» **Work instructions**:
(a) Answer these three questions from the text of Senate Bill No. 310, one per line:
(i) Which senator introduced the bill?
(ii) On what date was the bill read a second time?
(iii) Which section governs a merger solely between two or more domestic general partnerships?
(b) Carry the text of Senate Bill No. 310 forward from its final sentence.

─── Quoted text

FIRST REGULAR SESSION

[P E R F E C T E D]

SENATE BILL NO. 310

92ND GENERAL ASSEMBLY


INTRODUCED BY SENATOR CASKEY.

Read 1st time January 22, 2003, and 1,000 copies ordered printed.



Read 2nd time January 27, 2003, and referred to the Committee on the Judiciary and Civil and Criminal Jurisprudence.



Reported from the Committee February 24, 2003, with recommendation that the bill do pass and be placed on the Consent Calendar.



Taken up March 3, 2003. Read 3rd time and placed upon its final passage; bill passed.



TERRY L. SPIELER, Secretary.

1149S.01P


AN ACT

To repeal sections 347.700, 347.720, 358.150, 358.520, and 359.165, RSMo, and to enact in lieu thereof five new sections relating to business organizations.


Be it enacted by the General Assembly of the State of Missouri, as follows:

Section A. Sections 347.700, 347.720, 358.150, 358.520, and 359.165, RSMo, are repealed and five new sections enacted in lieu thereof, to be known as sections 347.700, 347.720, 358.150, 358.520, and 359.165, to read as follows:

347.700. 1. A merger or consolidation solely between any two or more domestic corporations or one or more domestic corporations and one or more foreign corporations shall be governed by and subject to chapter 351 or 355, RSMo, as is applicable.

2. A merger or consolidation solely between any two or more domestic general partnerships or one or more domestic general partnerships and one or more foreign general partnerships shall be governed by and subject to section 358.520, RSMo.

[2.] 3. A merger or consolidation solely between any two or more domestic limited partnerships or one or more domestic limited partnerships and one or more foreign limited partnerships shall be governed by and subject to section 359.165, RSMo.

[3.] 4. A merger or consolidation solely between any two or more domestic limited liability companies or one or more domestic limited liability companies and one or more foreign limited liability companies shall be governed by sections 347.127 to 347.133.

[4.] 5. A business combination involving any resident domestic corporation and any interested shareholder of such resident domestic corporation shall be governed by and subject to section 351.459, RSMo.

[5.] 6. Subject to the provisions of this section, any merger or consolidation between one or more domestic corporations and any one or more constituent entities at least one of which is not a corporation, one or more domestic general partnerships and any one or more constituent entities at least one of which is not a general partnership, one or more domestic limited partnerships and any one or more constituent entities at least one of which is not a limited partnership, one or more domestic limited liability partnerships and any one or more constituent entities at least one of which is not a limited liability partnership, one or more domestic limited liability limited partnerships and any one or more constituent entities at least one of which is not a limited liability limited partnership, or one or more domestic limited liability companies and any one or more constituent entities at least one of which is not a limited liability company shall be governed by and subject to the provisions of sections 347.700 to 347.735.

──────
─── Information supplied

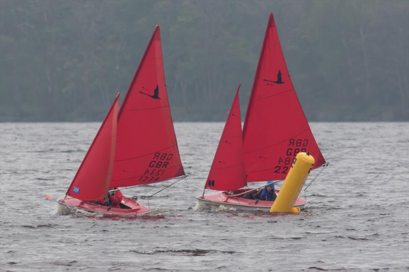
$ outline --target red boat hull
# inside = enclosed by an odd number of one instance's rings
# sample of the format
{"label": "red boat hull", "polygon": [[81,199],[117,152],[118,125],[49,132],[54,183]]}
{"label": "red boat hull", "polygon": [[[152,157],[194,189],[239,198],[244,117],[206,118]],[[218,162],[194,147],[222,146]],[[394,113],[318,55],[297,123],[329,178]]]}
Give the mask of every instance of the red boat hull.
{"label": "red boat hull", "polygon": [[[251,189],[240,189],[233,191],[231,194],[238,194],[243,192],[245,190],[249,191]],[[276,190],[276,193],[279,193],[278,190]],[[242,196],[242,195],[239,196]],[[210,204],[212,205],[223,205],[228,208],[233,208],[237,210],[245,210],[247,211],[269,211],[274,201],[256,201],[243,199],[242,197],[229,195],[228,192],[216,192],[205,194],[203,196],[196,196],[198,203]],[[302,209],[306,202],[300,197],[297,198],[294,207],[300,207]]]}
{"label": "red boat hull", "polygon": [[110,209],[109,207],[106,206],[91,203],[71,196],[67,196],[65,199],[64,199],[64,196],[61,196],[57,200],[57,202],[63,205],[89,212],[106,214],[130,215],[144,214],[149,212],[149,209],[139,204],[136,200],[125,196],[124,196],[122,199],[122,204],[123,207],[126,206],[128,207],[128,208],[111,208]]}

──────

» **Exercise answers**:
(a)
(i) Senator Caskey
(ii) January 27, 2003
(iii) Section 358.520, RSMo

(b)
347.720. 1. The agreement of merger or consolidation required by section 347.715 shall be authorized and approved in the following manner:

(1) A constituent entity that is a domestic general partnership shall have the agreement of merger or consolidation authorized and approved by all of the partners, unless otherwise provided in the articles or agreement of partnership;

(2) A constituent [estate] entity that is a domestic limited partnership shall have the agreement of merger or consolidation approved by all general partners and by all of the limited partners unless otherwise provided in the articles or agreement of limited partnership;

(3) A constituent [estate] entity that is a domestic limited corporation shall have the agreement of merger or consolidation approved in the manner applicable to a merger of two or more domestic corporations as provided in chapter 351 or 355, RSMo, as is applicable;

(4) A constituent entity that is a domestic limited liability company shall have the agreement of merger or consolidation approved in the manner provided in section 347.079; and

(5) Each constituent entity formed under the laws of a jurisdiction other than this state shall have the agreement of merger or consolidation approved in accordance with the laws of such other jurisdiction.

2. The fact that the agreement of merger or consolidation has been authorized and approved in accordance with this section shall be certified on the agreement of merger or consolidation on behalf of each constituent entity:

(1) In the case of any domestic general or limited partnership, by any general partner;

(2) In the case of any domestic corporation, by its president or a vice president, and by its secretary or an assistant secretary;

(3) In the case of any domestic limited liability company, by any authorized person as defined in section 347.015; and

(4) In the case of any constituent entity formed under the laws of any jurisdiction other than this state, in accordance with the laws of such other jurisdiction.

3. After the agreement of merger or consolidation is authorized and approved, unless the agreement of merger or consolidation provides otherwise, and at any time before the agreement of merger or consolidation or certificate of merger or consolidation is effective as provided for in section 347.725, the agreement of merger or consolidation may be abandoned, subject to any contractual rights, in accordance with the procedure set forth in the agreement of merger or consolidation or, if none is set forth, with the approval of those persons or individuals entitled to approve the merger or consolidation as provided in subsection 1 of this section.

358.150. 1. Except as provided in subsection 2 of this section, all partners are liable jointly and severally for everything chargeable to the partnership pursuant to sections 358.130 and 358.140, and for all other debts and obligations of the partnership. Any partner may enter into a separate obligation to perform a partnership contract.

2. Subject to subsection 3 of this section, no partner in a registered limited liability partnership shall be liable or accountable, directly or indirectly, including by way of indemnification, contribution, assessment or otherwise, for any debts, obligations and liabilities of, or chargeable to, the partnership or each other, whether in tort, contract or otherwise, which are incurred, created or assumed by such partnership while the partnership is a registered limited liability partnership.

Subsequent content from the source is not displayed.